## [Work to do]
Extract each line of the entries below that contains the word "black". Letter case must match.

[Records to use start]

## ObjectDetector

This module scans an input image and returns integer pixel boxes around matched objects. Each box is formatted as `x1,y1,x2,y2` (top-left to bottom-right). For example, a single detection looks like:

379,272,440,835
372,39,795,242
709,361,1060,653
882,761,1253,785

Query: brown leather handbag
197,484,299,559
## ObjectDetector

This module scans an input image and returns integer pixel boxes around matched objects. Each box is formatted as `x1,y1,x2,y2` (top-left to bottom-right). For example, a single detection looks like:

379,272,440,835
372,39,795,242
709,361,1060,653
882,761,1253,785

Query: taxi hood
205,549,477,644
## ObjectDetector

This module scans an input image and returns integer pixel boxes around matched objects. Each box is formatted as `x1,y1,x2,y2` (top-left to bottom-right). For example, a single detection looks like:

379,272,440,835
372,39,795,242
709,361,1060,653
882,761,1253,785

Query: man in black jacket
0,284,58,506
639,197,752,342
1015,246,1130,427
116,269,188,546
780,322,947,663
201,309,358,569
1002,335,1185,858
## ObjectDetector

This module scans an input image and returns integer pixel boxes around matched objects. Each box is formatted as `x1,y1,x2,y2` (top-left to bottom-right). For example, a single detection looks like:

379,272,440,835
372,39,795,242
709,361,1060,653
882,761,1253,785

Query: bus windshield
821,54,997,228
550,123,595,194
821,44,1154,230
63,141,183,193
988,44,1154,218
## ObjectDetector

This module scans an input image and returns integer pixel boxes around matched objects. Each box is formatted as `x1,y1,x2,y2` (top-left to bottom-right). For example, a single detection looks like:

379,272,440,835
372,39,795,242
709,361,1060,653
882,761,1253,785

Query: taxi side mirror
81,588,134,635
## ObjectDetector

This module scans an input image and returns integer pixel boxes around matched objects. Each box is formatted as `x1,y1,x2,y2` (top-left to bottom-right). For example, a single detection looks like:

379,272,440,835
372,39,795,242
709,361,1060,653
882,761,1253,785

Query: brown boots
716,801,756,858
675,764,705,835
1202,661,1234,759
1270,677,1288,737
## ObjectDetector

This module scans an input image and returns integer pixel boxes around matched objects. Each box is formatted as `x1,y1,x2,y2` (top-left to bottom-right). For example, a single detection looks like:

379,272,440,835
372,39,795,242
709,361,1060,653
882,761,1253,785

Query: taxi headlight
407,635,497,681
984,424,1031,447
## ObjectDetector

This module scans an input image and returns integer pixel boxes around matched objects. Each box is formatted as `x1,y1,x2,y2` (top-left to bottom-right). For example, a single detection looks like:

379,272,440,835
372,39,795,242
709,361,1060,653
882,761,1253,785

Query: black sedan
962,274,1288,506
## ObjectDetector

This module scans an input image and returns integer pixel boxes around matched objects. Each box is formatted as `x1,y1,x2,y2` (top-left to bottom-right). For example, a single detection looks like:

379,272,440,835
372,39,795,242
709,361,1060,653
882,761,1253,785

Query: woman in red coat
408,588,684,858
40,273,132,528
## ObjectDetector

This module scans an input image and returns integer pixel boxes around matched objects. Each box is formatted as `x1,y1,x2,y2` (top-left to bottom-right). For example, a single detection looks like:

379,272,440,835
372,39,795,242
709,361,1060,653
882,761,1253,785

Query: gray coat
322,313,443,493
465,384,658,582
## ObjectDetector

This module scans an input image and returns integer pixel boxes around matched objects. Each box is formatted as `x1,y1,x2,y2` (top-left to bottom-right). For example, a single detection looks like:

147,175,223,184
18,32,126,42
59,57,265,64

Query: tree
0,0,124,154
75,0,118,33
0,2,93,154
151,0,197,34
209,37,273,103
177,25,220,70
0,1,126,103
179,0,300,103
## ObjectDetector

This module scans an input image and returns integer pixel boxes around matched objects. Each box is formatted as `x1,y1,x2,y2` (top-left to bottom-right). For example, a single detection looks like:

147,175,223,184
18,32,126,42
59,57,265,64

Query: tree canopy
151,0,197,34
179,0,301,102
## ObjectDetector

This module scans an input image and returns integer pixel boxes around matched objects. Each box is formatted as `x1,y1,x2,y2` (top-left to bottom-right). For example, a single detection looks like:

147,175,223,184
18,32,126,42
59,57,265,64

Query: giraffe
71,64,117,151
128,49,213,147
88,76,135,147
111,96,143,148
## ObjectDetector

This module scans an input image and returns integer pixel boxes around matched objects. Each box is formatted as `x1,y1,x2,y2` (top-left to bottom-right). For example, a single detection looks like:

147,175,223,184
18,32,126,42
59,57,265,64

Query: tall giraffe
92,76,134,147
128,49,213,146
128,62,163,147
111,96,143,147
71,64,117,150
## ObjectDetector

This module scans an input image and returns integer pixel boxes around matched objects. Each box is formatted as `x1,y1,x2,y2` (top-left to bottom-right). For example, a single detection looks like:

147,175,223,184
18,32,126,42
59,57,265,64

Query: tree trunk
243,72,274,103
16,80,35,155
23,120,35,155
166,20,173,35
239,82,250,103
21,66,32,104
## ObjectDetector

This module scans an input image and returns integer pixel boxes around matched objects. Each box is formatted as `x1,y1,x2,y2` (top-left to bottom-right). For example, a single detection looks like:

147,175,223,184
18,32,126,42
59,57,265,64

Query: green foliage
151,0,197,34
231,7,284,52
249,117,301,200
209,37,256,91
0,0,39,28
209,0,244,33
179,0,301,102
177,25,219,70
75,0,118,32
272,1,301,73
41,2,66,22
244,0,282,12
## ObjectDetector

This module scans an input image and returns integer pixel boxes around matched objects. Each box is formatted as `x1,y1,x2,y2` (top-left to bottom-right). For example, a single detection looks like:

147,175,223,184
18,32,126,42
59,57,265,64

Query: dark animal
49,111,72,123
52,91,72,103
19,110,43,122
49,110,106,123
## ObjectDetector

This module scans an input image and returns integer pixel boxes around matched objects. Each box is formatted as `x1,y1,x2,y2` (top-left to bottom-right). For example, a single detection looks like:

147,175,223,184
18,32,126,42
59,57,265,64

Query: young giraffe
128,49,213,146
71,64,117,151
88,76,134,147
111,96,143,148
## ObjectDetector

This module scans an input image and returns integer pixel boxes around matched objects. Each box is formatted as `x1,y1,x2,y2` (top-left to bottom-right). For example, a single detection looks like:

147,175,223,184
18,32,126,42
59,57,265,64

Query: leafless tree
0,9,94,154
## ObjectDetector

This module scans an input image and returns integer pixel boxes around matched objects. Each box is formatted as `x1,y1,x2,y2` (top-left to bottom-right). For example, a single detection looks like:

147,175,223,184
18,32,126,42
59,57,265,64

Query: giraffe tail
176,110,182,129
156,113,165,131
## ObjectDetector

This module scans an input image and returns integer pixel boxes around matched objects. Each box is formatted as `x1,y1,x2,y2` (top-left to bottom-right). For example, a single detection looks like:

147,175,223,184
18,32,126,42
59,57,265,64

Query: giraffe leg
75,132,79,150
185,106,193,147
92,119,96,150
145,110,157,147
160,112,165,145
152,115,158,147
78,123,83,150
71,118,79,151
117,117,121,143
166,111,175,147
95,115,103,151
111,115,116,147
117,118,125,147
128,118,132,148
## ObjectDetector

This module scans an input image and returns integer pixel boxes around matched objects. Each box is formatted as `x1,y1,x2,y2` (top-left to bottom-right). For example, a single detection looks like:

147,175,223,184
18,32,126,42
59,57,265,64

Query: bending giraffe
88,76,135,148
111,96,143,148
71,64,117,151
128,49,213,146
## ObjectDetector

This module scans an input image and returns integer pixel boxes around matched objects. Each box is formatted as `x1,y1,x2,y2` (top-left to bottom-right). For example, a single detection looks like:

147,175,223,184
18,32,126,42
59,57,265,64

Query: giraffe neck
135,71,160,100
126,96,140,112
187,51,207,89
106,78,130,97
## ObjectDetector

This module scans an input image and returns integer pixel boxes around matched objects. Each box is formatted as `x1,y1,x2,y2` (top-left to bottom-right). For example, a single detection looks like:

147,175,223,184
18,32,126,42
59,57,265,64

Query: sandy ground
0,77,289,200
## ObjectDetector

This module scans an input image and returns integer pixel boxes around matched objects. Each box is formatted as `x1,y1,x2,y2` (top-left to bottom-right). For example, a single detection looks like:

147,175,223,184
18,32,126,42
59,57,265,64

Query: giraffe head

[Records to use end]

## [Written response]
Query: man in black jacket
Query: black sedan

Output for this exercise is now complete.